━━━━━ Records for processing

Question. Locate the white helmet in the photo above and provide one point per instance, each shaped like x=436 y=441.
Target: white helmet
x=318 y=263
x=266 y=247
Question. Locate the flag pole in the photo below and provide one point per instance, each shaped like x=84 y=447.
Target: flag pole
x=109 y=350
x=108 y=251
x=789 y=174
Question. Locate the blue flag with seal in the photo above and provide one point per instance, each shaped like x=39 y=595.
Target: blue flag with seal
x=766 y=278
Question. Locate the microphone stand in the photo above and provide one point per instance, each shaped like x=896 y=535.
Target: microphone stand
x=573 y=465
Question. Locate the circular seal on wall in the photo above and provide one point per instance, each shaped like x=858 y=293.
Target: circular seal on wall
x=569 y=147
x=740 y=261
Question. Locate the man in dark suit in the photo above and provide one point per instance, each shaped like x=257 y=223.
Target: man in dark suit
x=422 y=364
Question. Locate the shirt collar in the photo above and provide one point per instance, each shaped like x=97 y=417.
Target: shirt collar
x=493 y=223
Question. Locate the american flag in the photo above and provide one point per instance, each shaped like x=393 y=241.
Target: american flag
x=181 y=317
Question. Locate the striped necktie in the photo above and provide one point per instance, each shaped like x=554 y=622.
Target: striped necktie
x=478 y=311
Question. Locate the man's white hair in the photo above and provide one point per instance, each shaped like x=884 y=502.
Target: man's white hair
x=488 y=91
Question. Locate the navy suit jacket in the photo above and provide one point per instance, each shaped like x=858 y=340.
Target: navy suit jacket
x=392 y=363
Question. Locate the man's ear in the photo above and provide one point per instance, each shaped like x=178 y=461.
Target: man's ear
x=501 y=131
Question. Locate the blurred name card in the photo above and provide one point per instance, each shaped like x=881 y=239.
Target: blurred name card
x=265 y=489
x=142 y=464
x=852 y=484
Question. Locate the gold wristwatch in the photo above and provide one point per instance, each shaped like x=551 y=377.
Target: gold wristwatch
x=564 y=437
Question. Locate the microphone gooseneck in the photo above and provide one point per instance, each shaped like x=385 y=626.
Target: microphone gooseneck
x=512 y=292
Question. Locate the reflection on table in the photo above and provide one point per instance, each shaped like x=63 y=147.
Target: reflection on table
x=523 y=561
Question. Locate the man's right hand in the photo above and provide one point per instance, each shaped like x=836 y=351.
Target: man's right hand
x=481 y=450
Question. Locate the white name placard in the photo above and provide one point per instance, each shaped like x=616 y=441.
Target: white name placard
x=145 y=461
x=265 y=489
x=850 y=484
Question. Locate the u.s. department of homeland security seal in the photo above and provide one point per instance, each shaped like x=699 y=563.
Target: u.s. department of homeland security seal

━━━━━━━━━━

:: Task ::
Could you echo every line of the data above back verbatim, from the first line through the last, with nothing added or left out?

:: Result of the exercise ::
Question. Locate the white helmet in the photo above and provide one point per instance, each shaped like x=436 y=441.
Target: white helmet
x=318 y=263
x=266 y=247
Question. Locate the flag pole in the photo below and provide one point per instance, each shaped like x=84 y=447.
Target: flag pole
x=109 y=350
x=108 y=251
x=789 y=174
Question. Locate the blue flag with seal in the photo above and provide one point per instance, each shaped like x=39 y=595.
Target: blue flag with seal
x=766 y=278
Question. Locate the microphone stand in the photo above and provide one point per instance, each shaped like x=896 y=535.
Target: microphone stand
x=573 y=465
Question. Locate the circular seal on wall in the photo above and provide one point per instance, each shaped like x=858 y=293.
Target: circular seal on wall
x=569 y=147
x=740 y=261
Question. Locate the man in dark suit in the photo above and provide one point per instance, each shaped like x=257 y=223.
Target: man in dark suit
x=422 y=364
Question. Locate the shirt collar in the photo above and provide one point per instance, each shaped like x=97 y=417.
Target: shirt collar
x=493 y=223
Question. Locate the american flag in the photo above and provide one point per instance, each shaped like x=393 y=241.
Target: american flag
x=181 y=317
Question. Locate the striped necktie in the photo above and provide one point per instance, each shaped like x=554 y=622.
Target: striped necktie
x=478 y=311
Question. Locate the man's white hair in the photo above and provide one point per instance, each shaped like x=884 y=502.
Target: man's white hair
x=488 y=91
Question. Locate the navy suit jacket in the photo above and provide one point per instance, each shaped like x=858 y=340.
Target: navy suit jacket
x=392 y=363
Question. Locate the man's ear in the photo above and provide one point per instance, each shaped like x=178 y=461.
Target: man's ear
x=501 y=131
Question. Locate the blurred name card in the photo above and provide one point per instance, each shaped like x=881 y=239.
Target: blurred name card
x=265 y=489
x=142 y=464
x=852 y=484
Question. Locate the gold wristwatch in the photo above and provide one point per instance, each shaped like x=551 y=377.
Target: gold wristwatch
x=564 y=437
Question. Locate the microphone gooseneck in the photo above and provide one point per instance, each shaped like x=385 y=626.
Target: microphone gooseneck
x=512 y=292
Question. Locate the reflection on table in the photo above and provide one point per instance, each shaped like x=63 y=147.
Target: reflection on table
x=523 y=561
Question. Locate the man's right hand in the photo above and provide one point per instance, each shaped like x=836 y=351.
Target: man's right hand
x=481 y=450
Question. Locate the white name placard in the photo above and provide one point per instance, each shaped like x=616 y=441.
Target: white name placard
x=145 y=461
x=265 y=489
x=850 y=484
Question. Locate the u.s. department of homeland security seal in the photo above and provide one point per instance, each shaped like x=699 y=563.
Target: u.s. department of homeland security seal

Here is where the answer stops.